Many places in Texas perform blood or oral swab tests for the HIV antibody. This is not a test for HIV or AIDS. It can only detect the presence of antibodies that indicate infection from the virus sometime in the past. You need to be aware that it can take six weeks to six months for those antibodies to develop. If you may have been exposed, it’s not going to show up the next day. Testing negative doesn’t mean you definitively are, unless it’s been at least six weeks since your last sexual contact.
Of course a positive result does not mean you have or will contract AIDS. In fact, with early detection and treatment, you can live for a long time without ever developing AIDS-related symptoms. The darkest days of this storm are behind us –people are living much longer – but complacency and poor prevention education may herald the thundering return as infection rates continue to rise unabated.
To find a testing location near you, just go to http://www.hivtest.org/ and enter the zip code. There may be others (listed under LABORATORIES, MEDICAL in the phone book), but I’d recommend using those listed online.
The question now is, how do you talk to a potential sex partner about practicing safe sex? What if it scares them away? Or if they tell you not to worry about it, what should you do? First, you should ask yourself, "is sleeping with him really worth dying?" If your answer is "yes," you had better start digging. This isn’t Romeo and Julio.
The best way to handle the situation is to simply express your concern about HIV/AIDS, and discuss the ways to decrease your chances of contracting it, i.e., safe sex. Remember, both of you must follow the safe sex guidelines if they are to do any good. Don't let your partner convince you not to bother "just this once." This is your health they are risking, and possibly even their own.
Many people believe that talking about AIDS or using a condom takes the romance out of love-making. Yes, perhaps it does a little, but how romantic is the tale of the man who killed his partner with his love? Actually, safe sex need not detract from the romance. The general rule is to use your imagination, as long as you keep your fluids to yourself. I know, mommy always told you to share, but there are limits after you reach puberty. Sorry. We can’t be children forever. Well, maybe Michael Jackson can…
Just what is safe? Basically, there are four categories of safety. "Safe" sex includes dry kissing, mutual masturbation, oral sex with a condom, massage and fantasy. Vaginal and anal intercourse with a condom are "possibly safe." Sorry about dropping the V-bomb, boys, but there may be bisexual men reading this. Stop clutching the pearls and read on.
########################################
INSTRUCTIONS TO FOLLOW: Transcribe the part of the HIV testing and safe sex text from "Of course a" up to and including "those listed online." word for word. The material that follows is not needed for this exercise.
########################################
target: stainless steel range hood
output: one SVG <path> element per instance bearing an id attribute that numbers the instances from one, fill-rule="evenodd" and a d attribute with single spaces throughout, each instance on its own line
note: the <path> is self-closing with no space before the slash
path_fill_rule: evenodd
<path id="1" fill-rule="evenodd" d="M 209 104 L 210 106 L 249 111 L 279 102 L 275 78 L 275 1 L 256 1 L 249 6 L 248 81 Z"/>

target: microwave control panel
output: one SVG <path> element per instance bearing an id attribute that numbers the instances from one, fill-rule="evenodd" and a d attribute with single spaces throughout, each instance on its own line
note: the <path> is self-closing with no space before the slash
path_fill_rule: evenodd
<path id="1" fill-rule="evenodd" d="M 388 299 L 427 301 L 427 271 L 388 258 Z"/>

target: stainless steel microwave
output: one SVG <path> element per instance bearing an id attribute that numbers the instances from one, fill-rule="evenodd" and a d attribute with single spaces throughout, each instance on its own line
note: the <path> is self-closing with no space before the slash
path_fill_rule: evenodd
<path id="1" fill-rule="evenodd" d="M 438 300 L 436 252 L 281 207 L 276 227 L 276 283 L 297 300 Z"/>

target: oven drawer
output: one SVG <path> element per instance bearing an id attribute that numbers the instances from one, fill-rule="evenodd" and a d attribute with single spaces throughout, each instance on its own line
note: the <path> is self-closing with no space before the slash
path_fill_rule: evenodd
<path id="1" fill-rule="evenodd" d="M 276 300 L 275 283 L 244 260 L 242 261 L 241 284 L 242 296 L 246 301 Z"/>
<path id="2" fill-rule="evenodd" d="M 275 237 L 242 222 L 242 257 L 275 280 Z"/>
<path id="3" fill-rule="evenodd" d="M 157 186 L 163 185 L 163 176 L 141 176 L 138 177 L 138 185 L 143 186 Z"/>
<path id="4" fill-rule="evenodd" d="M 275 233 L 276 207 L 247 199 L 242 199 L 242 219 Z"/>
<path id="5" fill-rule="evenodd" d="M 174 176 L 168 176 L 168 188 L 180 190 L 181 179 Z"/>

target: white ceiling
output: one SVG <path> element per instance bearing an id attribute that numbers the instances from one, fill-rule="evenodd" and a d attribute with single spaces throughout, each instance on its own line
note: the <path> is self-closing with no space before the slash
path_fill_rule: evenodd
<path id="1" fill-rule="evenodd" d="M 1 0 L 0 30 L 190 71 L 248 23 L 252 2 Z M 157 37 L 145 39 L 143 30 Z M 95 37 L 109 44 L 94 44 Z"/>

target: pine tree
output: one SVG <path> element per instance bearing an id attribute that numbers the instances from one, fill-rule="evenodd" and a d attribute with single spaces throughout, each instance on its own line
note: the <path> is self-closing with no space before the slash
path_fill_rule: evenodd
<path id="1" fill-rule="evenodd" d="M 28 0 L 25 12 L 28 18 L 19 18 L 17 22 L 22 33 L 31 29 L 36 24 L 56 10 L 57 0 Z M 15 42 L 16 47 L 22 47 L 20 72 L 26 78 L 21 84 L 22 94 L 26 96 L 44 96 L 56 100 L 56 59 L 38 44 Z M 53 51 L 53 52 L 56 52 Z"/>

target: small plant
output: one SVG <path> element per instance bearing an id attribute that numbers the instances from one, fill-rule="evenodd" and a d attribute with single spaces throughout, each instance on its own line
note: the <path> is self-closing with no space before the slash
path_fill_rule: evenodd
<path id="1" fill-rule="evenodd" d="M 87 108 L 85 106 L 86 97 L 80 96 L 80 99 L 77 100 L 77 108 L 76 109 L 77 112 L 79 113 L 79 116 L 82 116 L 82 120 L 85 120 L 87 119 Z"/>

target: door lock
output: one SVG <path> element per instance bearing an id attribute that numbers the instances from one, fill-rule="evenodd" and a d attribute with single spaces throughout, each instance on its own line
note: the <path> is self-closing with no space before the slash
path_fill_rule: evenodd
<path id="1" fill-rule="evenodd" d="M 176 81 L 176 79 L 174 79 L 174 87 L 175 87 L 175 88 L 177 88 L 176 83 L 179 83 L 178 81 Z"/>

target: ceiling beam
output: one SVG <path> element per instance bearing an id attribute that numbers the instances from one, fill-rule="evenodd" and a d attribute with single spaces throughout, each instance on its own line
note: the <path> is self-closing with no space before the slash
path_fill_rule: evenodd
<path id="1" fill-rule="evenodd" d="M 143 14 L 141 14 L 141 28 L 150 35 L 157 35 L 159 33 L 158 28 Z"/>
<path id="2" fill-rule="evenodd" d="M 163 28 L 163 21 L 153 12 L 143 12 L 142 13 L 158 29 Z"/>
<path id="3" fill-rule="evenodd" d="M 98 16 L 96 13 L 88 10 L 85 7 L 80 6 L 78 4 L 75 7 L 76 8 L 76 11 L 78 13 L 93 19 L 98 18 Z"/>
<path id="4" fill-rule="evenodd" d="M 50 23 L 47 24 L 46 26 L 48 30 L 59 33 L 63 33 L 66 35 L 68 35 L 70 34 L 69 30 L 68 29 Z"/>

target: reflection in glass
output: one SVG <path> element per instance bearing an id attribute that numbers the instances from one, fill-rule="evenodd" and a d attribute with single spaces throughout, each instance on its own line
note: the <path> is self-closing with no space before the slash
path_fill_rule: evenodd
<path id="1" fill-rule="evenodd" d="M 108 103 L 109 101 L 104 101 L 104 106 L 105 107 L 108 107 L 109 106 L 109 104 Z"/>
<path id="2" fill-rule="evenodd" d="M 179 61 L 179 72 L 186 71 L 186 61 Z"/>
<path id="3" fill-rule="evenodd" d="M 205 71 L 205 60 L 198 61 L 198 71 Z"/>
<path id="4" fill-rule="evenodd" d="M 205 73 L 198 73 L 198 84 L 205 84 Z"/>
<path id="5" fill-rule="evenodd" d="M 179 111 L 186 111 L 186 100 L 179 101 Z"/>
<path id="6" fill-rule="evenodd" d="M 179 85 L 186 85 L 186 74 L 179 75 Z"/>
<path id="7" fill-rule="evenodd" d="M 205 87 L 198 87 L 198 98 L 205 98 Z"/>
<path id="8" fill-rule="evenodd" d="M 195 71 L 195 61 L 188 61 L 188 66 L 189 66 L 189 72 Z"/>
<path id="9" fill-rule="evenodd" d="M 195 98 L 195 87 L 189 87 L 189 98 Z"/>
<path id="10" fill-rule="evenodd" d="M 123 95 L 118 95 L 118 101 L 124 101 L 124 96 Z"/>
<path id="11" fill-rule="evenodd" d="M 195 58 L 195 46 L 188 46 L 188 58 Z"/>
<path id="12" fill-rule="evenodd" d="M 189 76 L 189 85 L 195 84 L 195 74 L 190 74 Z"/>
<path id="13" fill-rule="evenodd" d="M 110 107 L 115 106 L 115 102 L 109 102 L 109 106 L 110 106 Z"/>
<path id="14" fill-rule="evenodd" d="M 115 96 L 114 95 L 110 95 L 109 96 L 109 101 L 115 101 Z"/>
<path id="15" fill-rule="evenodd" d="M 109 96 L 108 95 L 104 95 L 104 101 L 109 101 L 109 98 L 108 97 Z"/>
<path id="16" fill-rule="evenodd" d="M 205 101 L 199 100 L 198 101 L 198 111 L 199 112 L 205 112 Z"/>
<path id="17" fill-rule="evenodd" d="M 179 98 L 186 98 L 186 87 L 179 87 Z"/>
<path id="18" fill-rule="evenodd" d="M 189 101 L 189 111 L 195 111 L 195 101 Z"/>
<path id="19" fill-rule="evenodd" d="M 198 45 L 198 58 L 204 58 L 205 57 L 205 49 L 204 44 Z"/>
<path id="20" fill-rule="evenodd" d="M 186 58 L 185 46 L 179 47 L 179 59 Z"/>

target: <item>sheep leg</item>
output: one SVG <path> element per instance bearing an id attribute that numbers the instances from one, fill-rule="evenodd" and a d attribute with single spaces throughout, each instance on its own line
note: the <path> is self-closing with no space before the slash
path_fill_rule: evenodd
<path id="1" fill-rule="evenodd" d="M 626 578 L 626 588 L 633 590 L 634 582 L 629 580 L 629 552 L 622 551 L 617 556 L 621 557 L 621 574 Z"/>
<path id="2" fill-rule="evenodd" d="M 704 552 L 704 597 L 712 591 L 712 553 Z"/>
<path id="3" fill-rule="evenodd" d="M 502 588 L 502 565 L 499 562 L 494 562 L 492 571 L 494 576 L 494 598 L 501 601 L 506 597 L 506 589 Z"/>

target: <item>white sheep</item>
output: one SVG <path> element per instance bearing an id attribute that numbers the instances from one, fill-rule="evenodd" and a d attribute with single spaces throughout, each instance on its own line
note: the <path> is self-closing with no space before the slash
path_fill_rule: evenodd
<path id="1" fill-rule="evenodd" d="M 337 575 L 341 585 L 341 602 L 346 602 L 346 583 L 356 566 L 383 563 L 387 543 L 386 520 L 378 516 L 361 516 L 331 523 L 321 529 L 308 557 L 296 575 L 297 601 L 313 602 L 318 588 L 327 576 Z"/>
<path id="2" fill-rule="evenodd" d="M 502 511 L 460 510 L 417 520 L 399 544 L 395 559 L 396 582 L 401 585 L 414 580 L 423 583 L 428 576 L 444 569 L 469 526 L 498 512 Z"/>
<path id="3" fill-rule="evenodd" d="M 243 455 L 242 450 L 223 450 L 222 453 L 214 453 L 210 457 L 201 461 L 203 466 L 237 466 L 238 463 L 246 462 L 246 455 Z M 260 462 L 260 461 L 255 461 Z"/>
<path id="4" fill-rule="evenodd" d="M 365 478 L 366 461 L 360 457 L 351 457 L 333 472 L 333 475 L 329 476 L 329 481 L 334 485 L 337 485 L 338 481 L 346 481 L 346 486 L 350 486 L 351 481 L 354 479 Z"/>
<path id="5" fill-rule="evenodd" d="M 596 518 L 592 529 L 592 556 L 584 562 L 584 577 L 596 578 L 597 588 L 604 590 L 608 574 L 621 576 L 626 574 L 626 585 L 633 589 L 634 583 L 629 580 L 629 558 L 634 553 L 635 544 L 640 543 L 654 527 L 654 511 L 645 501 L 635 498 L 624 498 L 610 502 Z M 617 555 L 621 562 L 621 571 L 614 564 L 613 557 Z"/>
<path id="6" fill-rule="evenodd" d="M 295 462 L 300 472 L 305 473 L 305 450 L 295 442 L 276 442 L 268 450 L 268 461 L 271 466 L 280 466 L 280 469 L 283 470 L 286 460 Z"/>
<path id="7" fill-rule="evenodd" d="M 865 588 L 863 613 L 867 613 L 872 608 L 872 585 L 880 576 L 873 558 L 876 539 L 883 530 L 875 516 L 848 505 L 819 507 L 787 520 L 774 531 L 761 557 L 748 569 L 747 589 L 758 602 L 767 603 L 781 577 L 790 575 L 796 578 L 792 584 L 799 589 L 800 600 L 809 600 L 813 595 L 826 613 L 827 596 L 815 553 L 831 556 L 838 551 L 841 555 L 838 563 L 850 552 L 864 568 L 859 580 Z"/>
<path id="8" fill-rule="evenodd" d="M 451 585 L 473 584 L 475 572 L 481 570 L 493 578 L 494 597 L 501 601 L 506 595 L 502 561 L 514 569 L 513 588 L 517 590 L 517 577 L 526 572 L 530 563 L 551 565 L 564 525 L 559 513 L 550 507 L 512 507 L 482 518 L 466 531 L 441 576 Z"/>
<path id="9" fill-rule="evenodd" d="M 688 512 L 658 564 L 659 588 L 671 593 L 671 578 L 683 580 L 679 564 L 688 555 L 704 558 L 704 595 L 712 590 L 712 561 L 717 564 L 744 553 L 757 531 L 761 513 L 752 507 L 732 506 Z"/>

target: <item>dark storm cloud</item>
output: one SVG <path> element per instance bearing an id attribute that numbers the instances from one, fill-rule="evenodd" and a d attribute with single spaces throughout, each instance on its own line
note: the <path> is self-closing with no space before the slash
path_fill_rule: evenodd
########################################
EXERCISE RESPONSE:
Of course a positive result does not mean you have or will contract AIDS. In fact, with early detection and treatment, you can live for a long time without ever developing AIDS-related symptoms. The darkest days of this storm are behind us –people are living much longer – but complacency and poor prevention education may herald the thundering return as infection rates continue to rise unabated.
To find a testing location near you, just go to http://www.hivtest.org/ and enter the zip code. There may be others (listed under LABORATORIES, MEDICAL in the phone book), but I’d recommend using those listed online.